#### [Provided material]

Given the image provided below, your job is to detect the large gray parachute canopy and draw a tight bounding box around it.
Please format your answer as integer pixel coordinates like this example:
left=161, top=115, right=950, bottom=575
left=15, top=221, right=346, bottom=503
==
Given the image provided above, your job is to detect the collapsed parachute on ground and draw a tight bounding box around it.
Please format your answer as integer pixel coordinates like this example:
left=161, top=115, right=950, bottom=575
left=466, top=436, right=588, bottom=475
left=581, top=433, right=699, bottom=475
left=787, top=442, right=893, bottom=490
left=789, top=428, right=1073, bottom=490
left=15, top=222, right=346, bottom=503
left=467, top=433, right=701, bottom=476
...
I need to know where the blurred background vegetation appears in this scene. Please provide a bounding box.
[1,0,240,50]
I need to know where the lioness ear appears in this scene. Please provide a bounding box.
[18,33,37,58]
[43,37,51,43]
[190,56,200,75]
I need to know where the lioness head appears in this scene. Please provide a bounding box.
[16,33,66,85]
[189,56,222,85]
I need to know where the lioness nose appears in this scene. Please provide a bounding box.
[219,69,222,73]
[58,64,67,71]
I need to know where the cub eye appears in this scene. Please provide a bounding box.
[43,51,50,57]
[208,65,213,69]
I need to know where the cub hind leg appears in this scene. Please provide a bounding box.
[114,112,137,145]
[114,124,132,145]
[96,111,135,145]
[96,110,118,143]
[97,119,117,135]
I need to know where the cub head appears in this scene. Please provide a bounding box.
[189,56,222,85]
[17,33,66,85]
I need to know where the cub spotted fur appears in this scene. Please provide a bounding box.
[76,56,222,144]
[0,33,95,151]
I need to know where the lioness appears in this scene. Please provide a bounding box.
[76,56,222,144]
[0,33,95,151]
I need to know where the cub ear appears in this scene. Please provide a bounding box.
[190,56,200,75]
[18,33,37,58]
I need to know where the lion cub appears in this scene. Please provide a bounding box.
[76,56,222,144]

#### [To do]
Copy out each line of the data containing the string "draw".

#### [Response box]
Given the image provided below, your job is to detect the large gray parachute canopy and draw a tight bounding box around it.
Given the image provided above, your job is to detect the collapsed parachute on ground and draw a tight bounding box around it.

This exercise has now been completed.